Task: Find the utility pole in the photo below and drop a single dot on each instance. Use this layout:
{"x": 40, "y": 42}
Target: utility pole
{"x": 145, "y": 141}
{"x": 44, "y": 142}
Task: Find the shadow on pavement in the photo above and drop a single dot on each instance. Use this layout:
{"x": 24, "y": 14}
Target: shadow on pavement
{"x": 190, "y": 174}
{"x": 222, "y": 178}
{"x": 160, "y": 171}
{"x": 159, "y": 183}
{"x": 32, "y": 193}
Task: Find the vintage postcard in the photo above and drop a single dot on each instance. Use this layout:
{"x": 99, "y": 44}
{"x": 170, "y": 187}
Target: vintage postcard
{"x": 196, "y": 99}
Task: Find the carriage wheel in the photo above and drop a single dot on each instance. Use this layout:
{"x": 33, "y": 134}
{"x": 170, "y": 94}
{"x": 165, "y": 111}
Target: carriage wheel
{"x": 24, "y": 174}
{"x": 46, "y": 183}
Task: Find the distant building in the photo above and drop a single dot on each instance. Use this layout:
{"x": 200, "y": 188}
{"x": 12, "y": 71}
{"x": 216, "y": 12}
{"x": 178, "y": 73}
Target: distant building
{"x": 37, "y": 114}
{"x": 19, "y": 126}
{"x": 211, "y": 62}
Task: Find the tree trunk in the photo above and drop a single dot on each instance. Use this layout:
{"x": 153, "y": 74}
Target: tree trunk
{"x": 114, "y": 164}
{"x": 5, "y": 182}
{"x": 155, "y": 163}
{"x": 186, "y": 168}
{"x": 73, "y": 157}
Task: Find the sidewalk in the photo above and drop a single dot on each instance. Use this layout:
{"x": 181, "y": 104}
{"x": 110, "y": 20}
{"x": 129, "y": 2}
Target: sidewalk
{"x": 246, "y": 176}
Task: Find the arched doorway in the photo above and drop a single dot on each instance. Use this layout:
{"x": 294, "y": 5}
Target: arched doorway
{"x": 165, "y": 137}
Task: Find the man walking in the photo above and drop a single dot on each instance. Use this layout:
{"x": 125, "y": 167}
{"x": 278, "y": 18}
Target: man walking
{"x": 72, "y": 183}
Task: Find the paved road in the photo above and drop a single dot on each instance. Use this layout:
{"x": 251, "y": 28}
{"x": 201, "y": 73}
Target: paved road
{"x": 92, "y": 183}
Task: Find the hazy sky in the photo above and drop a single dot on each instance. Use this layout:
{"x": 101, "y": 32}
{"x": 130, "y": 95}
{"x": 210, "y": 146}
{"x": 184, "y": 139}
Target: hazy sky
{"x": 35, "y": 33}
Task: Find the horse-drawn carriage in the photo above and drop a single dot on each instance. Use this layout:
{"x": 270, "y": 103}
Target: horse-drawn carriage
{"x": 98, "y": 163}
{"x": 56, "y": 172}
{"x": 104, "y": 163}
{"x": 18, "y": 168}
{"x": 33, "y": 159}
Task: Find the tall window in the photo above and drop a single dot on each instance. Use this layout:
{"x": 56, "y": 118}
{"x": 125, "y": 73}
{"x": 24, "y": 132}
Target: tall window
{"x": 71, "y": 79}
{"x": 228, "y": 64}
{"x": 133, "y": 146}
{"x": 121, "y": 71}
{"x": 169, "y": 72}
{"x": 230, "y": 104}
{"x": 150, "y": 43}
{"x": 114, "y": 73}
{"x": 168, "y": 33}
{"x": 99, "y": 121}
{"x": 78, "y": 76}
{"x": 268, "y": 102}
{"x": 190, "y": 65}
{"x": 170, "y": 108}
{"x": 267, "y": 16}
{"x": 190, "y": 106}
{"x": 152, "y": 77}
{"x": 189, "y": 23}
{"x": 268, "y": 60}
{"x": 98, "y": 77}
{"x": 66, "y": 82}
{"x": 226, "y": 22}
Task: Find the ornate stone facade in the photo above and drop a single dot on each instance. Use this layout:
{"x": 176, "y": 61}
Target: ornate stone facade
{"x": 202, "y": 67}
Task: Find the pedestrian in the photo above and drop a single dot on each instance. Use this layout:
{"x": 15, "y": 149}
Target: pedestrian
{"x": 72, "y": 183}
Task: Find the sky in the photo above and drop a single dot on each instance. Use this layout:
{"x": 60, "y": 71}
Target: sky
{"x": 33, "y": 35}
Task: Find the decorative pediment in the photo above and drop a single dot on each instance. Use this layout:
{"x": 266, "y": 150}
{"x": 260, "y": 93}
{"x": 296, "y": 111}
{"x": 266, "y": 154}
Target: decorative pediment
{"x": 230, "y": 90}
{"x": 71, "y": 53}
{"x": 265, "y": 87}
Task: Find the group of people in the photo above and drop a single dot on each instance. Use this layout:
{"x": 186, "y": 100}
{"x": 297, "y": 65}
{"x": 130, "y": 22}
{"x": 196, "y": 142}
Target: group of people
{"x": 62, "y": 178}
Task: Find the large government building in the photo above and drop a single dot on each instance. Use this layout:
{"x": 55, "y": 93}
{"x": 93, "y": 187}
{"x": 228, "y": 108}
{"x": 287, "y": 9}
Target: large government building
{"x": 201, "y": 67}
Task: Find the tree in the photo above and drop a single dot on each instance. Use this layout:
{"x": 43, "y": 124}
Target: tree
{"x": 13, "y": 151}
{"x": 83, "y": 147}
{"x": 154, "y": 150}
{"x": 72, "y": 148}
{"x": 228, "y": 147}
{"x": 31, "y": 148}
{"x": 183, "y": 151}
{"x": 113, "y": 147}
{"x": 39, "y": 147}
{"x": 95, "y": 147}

- - - - -

What you need to do: Repeat exactly the lines from the line containing "Task: Find the group" through the last line of the records above, including both, and nothing else.

Worked answer:
Task: Find the group of people in the photo above and drop a single dot on each instance. Use this layout:
{"x": 186, "y": 100}
{"x": 297, "y": 65}
{"x": 130, "y": 22}
{"x": 196, "y": 142}
Target: group of people
{"x": 62, "y": 178}
Task: Find the large government building in the photo above and drop a single dot on each instance. Use this layout:
{"x": 55, "y": 93}
{"x": 93, "y": 187}
{"x": 228, "y": 108}
{"x": 287, "y": 9}
Target: large government building
{"x": 201, "y": 67}
Task: Find the tree in the photo above and drop a single dot on each instance. Use this layout:
{"x": 43, "y": 124}
Target: tree
{"x": 13, "y": 151}
{"x": 83, "y": 147}
{"x": 154, "y": 150}
{"x": 72, "y": 148}
{"x": 228, "y": 147}
{"x": 31, "y": 148}
{"x": 183, "y": 151}
{"x": 113, "y": 147}
{"x": 39, "y": 147}
{"x": 95, "y": 147}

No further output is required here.